::: Excerpted records :::

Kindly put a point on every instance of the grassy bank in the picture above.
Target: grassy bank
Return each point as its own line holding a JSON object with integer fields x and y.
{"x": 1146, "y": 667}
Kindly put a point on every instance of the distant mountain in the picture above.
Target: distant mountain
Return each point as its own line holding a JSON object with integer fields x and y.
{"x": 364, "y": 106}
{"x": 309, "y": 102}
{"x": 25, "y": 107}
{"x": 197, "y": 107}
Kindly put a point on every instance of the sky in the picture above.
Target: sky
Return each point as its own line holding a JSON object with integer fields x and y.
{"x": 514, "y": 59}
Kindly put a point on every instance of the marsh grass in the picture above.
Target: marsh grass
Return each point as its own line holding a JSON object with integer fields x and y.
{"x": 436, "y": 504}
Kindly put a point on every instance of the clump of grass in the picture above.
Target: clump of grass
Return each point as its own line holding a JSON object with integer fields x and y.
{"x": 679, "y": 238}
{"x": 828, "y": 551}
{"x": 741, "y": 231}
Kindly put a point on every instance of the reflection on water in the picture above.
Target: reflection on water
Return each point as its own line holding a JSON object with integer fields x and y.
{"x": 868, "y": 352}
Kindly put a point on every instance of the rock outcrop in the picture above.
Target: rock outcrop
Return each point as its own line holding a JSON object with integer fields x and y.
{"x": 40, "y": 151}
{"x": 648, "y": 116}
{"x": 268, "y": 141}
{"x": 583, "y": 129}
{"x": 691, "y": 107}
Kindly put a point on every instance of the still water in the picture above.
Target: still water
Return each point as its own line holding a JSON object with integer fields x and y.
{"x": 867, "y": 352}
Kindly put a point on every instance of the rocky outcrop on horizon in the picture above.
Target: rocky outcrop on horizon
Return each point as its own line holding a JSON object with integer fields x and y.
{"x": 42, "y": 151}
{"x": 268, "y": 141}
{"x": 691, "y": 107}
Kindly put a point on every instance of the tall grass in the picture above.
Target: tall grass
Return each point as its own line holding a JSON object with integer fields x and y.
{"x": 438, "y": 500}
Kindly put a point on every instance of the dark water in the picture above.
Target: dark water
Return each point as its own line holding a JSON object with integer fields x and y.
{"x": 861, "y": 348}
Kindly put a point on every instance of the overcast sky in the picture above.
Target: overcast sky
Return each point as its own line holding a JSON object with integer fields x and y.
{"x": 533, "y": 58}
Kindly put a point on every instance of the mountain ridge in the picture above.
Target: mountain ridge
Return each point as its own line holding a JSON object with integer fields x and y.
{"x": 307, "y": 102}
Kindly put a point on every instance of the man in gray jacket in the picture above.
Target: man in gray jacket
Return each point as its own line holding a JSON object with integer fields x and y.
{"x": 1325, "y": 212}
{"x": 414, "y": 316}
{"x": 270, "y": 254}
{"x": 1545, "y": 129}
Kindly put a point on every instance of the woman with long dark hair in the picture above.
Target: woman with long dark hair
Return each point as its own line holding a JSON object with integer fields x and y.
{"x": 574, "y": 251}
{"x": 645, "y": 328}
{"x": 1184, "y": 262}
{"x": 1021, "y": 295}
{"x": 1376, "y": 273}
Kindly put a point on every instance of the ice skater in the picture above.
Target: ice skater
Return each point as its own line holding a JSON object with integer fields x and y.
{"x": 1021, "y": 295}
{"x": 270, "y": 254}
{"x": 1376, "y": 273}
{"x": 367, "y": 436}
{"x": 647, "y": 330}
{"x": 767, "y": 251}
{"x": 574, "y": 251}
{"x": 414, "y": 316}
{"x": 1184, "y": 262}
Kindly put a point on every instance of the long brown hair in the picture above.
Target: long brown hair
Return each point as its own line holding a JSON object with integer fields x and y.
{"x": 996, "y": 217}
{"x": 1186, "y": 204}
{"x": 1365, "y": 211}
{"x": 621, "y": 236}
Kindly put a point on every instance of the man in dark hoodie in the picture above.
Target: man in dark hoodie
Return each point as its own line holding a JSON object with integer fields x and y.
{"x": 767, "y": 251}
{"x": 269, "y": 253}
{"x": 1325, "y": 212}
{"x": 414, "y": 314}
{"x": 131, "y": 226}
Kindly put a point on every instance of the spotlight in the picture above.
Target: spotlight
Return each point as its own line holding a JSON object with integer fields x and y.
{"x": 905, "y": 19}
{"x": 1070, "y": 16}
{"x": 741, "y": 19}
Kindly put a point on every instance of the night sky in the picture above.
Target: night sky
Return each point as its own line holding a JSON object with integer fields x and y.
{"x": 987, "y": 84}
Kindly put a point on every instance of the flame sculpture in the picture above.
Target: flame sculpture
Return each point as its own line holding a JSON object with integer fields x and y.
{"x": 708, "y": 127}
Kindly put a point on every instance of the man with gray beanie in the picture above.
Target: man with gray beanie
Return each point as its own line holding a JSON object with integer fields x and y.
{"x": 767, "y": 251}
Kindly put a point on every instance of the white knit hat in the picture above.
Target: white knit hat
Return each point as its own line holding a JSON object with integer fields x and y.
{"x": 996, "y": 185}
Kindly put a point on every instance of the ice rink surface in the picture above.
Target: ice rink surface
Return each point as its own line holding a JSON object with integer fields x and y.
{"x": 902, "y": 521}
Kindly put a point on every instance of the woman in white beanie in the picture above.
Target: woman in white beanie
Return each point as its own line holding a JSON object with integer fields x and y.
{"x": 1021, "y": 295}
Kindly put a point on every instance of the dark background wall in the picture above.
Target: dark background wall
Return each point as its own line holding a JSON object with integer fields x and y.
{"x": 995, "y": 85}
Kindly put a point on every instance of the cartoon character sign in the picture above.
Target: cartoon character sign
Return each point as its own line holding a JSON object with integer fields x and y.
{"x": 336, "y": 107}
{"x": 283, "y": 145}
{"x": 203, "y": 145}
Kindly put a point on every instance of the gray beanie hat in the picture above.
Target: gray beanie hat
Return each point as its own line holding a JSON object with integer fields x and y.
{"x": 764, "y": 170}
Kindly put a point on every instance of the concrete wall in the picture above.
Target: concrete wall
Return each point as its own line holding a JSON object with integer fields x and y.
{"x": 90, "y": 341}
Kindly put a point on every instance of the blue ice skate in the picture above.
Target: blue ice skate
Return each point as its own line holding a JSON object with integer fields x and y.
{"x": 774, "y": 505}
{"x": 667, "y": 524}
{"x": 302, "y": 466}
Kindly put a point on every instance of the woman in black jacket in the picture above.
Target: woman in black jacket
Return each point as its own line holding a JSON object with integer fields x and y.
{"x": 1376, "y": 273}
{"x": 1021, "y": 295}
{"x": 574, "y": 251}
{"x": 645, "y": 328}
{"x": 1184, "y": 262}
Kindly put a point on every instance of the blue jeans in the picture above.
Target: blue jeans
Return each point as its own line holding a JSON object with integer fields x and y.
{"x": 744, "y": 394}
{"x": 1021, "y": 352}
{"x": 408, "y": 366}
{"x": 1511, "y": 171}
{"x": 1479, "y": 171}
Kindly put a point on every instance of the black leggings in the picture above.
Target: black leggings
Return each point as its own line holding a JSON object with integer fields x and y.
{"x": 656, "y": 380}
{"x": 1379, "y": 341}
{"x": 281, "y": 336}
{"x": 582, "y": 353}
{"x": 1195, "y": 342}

:::

» Exercise aim:
Produce an exact repeat of the lines from the one containing "Kindly put a point on every instance of the blue jeans" through the last line of the data, and nothing more.

» Output for this exercise:
Kindly put a point on every instance of the blue jeans in the picture above.
Target: blue jeans
Return each point as its own line holding a JSON object with integer fields x and y.
{"x": 744, "y": 394}
{"x": 1021, "y": 352}
{"x": 408, "y": 366}
{"x": 1511, "y": 171}
{"x": 1479, "y": 171}
Kindly put a point on every instance of the black leggings in the picture above.
Target: black leggings
Return each point as its own line holding a JSON object with integer fields x and y.
{"x": 656, "y": 380}
{"x": 1379, "y": 341}
{"x": 281, "y": 336}
{"x": 582, "y": 353}
{"x": 1195, "y": 342}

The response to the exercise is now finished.